> Document passage
___

We studied adults aged 27 to 65 years, 32 with T2DM and no retinopathy (NoRet group), 22 with T2DM and nonproliferative diabetic retinopathy (NPDR group), and 38 healthy control subjects. Monocular high-contrast (SKILL light) and low-contrast, low-luminance (SKILL dark) near visual acuities were tested. The SKILL score was calculated as the difference between dark chart and light chart acuities and was corrected for age. Contrast sensitivity (CS) was also measured. Subject group differences were examined using ANOVA and Tukey honestly significant difference test. Receiver operating characteristic curve analysis was used to assess the ability of the SKILL Card and CS to discriminate the subject groups.
The SKILL score and CS were significantly worse in both diabetes groups compared with the controls (P < 0.01). SKILL scores in the NPDR group were poorest (highest) and significantly worse than those in the NoRet group (P < 0.05). SKILL scores discriminated NPDR and NoRet patients from the controls with high accuracy (99% and 88%, respectively), which was significantly (P < 0.03) better than CS (78% and 74%, respectively).
The SKILL Card demonstrated vision function changes in diabetes even in the absence of clinically evident retinopathy. Diabetic retinopathy led to a further increase in the SKILL score, while high-contrast VA remained unchanged.

___

> Supplied records
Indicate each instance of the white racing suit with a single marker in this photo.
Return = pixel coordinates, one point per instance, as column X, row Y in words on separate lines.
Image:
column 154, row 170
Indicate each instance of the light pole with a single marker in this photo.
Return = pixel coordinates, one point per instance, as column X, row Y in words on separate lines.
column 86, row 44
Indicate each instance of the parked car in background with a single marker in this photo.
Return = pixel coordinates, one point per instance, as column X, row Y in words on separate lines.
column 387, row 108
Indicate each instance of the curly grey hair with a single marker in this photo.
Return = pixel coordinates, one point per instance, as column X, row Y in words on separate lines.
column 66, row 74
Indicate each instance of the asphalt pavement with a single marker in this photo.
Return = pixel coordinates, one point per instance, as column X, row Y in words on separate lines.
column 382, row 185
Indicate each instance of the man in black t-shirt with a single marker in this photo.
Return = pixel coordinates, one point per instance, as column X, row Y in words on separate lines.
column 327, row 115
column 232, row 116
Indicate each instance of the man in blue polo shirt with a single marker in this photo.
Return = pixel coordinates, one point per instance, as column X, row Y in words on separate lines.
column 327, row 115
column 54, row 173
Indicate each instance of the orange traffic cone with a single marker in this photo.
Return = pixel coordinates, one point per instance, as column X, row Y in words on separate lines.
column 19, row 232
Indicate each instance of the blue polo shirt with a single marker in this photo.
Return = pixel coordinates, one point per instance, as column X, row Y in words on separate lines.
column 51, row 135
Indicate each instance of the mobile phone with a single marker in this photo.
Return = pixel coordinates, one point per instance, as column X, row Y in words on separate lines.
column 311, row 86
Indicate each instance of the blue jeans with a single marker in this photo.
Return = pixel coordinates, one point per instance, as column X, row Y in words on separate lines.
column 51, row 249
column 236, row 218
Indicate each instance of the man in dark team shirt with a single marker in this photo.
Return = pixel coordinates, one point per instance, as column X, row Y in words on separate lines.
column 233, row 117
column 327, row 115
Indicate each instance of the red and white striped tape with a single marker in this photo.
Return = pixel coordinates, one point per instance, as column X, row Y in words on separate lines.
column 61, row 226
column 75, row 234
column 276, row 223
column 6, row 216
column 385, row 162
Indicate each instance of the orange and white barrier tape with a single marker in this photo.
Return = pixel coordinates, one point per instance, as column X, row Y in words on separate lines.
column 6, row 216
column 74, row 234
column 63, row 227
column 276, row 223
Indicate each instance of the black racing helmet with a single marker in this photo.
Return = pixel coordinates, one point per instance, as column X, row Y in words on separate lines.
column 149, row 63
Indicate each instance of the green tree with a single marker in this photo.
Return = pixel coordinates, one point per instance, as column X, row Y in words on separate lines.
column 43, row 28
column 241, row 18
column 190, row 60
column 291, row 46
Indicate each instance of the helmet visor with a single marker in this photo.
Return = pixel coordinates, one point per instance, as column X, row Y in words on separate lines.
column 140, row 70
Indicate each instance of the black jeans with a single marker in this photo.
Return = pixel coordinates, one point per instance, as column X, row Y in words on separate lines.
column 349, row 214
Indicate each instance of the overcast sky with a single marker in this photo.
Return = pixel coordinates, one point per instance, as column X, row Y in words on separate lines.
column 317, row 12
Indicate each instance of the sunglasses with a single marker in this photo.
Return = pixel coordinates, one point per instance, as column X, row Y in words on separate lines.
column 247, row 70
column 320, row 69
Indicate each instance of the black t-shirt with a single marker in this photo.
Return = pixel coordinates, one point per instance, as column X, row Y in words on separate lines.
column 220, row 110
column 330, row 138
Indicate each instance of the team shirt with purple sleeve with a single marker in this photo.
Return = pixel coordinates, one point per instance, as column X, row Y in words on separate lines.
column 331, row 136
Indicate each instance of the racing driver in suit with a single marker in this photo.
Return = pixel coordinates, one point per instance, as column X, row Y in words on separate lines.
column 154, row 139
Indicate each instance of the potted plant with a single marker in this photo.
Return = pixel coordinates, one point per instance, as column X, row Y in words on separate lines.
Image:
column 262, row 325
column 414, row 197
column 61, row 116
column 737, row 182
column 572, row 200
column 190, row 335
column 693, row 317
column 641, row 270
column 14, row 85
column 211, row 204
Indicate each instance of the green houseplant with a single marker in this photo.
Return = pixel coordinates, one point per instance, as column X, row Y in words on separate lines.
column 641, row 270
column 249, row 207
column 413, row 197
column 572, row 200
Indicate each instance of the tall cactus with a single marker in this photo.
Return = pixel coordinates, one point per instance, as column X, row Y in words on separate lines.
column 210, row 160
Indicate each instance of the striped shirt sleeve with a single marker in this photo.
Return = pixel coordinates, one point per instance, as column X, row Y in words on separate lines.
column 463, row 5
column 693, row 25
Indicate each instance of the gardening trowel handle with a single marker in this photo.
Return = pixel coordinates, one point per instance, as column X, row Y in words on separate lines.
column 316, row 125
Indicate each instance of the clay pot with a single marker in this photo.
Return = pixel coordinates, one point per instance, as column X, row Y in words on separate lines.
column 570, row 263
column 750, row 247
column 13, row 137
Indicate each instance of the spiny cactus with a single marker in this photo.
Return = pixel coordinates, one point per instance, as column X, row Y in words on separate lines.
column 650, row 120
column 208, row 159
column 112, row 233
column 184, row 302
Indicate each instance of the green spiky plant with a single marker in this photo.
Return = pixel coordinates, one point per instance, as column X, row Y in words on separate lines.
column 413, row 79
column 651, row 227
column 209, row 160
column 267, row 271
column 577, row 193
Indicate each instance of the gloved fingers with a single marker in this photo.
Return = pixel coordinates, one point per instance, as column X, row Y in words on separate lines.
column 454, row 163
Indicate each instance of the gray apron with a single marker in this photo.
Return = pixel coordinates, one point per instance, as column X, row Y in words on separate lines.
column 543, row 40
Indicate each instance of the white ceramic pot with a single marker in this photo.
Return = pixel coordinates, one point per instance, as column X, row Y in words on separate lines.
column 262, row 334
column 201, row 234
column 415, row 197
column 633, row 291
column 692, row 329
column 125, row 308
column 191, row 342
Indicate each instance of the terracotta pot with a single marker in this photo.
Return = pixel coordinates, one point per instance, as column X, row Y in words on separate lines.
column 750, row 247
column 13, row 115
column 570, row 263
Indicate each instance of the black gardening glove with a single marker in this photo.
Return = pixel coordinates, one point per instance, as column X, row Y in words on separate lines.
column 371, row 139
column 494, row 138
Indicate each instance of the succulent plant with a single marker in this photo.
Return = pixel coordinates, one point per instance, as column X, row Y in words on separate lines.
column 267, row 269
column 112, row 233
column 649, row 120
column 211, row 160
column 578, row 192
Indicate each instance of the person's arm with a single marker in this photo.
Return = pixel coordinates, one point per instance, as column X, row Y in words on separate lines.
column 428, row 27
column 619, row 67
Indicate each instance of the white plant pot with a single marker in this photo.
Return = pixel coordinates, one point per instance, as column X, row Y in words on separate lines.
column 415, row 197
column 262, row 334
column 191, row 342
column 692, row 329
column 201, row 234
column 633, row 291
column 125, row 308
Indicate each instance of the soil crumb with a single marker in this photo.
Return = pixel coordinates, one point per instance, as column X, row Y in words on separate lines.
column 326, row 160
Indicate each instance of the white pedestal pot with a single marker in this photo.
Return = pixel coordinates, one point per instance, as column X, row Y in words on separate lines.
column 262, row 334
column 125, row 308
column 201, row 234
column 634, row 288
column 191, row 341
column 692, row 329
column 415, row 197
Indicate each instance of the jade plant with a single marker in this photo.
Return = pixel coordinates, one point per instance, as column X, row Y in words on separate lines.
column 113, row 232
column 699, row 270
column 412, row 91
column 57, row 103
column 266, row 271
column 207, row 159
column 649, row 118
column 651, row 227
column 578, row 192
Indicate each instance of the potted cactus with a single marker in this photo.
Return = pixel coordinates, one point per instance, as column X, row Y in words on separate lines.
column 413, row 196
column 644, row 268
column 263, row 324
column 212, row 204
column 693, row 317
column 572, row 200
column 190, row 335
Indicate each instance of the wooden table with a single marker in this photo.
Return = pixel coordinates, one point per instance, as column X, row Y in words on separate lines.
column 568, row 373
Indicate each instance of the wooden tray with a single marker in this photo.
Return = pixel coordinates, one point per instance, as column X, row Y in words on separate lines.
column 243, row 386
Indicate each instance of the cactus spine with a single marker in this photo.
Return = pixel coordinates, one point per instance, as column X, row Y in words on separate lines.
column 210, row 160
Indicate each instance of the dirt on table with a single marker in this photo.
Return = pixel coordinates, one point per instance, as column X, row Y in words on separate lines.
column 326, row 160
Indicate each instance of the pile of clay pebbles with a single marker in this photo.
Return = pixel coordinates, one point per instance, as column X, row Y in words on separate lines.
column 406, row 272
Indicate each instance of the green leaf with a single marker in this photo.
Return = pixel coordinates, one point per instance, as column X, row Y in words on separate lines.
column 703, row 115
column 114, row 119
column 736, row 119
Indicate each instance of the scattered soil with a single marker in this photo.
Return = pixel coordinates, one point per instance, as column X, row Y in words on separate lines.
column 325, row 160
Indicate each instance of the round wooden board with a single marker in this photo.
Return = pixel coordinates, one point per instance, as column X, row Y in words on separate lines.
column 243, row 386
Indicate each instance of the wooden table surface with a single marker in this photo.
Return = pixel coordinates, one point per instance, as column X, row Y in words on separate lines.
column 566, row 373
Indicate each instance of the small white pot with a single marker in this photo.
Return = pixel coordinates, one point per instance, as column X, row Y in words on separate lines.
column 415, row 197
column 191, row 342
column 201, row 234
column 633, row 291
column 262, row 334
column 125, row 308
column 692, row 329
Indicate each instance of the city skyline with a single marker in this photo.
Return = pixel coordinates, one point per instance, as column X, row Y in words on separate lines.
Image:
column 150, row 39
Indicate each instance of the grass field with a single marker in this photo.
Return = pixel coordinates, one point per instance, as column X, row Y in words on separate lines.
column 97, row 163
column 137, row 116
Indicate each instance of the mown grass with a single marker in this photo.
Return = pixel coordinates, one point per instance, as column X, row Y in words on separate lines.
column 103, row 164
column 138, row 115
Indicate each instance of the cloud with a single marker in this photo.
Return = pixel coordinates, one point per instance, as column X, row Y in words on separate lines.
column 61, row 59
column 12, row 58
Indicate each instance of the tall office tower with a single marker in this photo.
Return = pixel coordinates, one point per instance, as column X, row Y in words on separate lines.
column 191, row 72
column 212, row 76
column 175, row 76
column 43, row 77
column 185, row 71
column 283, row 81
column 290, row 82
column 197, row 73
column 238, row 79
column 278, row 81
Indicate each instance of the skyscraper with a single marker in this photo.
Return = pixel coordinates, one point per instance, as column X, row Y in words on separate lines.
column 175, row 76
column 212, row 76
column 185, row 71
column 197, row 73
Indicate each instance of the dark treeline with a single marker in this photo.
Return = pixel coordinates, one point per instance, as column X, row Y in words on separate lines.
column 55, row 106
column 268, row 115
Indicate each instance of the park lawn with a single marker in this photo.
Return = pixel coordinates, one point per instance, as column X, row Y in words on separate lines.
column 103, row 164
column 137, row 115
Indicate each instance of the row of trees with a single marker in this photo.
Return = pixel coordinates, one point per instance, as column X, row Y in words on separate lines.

___

> Set of tasks
[1] According to the study abstract, how was the SKILL score calculated?
[2] Summarize the study abstract in two sentences.
[3] In one or two sentences, explain what the study abstract says ANOVA with the Tukey test and receiver operating characteristic curve analysis were each used for.

> Solution set
[1] The SKILL score was the difference between dark chart and light chart acuities, corrected for age.

[2] Adults with type 2 diabetes, some with nonproliferative diabetic retinopathy and some without retinopathy, were compared with healthy controls using SKILL Card near acuity testing and contrast sensitivity. Both diabetes groups had significantly worse SKILL scores and contrast sensitivity than controls, with the retinopathy group scoring worst, and the SKILL score separated patients from controls more accurately than contrast sensitivity.

[3] ANOVA and the Tukey honestly significant difference test were used to examine differences between the subject groups. Receiver operating characteristic curve analysis was used to assess how well the SKILL Card and contrast sensitivity could discriminate the subject groups.